- _Given data_:
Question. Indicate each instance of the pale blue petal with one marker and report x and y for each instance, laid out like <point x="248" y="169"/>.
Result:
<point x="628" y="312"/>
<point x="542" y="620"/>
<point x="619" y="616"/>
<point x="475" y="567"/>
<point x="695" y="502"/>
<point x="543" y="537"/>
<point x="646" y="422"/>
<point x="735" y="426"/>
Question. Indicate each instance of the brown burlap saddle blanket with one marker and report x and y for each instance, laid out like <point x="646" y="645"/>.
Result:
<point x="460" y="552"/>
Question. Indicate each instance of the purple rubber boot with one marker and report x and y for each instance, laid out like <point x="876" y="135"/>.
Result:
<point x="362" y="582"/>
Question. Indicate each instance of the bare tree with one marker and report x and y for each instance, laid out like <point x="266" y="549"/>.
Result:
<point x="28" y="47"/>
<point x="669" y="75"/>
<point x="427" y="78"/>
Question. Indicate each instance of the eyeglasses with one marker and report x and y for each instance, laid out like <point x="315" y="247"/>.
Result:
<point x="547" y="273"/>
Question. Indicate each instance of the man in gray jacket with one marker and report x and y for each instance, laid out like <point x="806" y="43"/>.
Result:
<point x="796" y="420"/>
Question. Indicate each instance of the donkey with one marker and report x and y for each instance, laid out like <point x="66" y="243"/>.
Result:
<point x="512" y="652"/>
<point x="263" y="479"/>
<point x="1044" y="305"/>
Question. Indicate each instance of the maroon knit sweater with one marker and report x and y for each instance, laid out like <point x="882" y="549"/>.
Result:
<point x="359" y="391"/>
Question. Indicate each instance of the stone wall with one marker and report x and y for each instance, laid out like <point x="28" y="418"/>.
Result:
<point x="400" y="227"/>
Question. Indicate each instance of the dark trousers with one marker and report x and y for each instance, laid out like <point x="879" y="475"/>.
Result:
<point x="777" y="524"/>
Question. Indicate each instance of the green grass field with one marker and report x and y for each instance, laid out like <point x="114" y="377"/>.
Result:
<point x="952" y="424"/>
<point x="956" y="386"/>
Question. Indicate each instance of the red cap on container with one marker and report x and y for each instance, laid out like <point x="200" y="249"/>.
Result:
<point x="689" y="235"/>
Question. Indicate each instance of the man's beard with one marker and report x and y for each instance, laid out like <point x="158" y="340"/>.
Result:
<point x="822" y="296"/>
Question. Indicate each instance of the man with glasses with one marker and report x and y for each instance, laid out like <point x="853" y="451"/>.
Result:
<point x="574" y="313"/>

- _Problem_: Copy verbatim every line of the listing, starting at the line that contains "Question. Indicate each instance of the man with" and ending at the final line of the listing, with both ends included.

- _Output below_:
Question. Indicate each instance of the man with glasses with one marker and report x and y for each instance, laid out like <point x="853" y="451"/>.
Result:
<point x="574" y="313"/>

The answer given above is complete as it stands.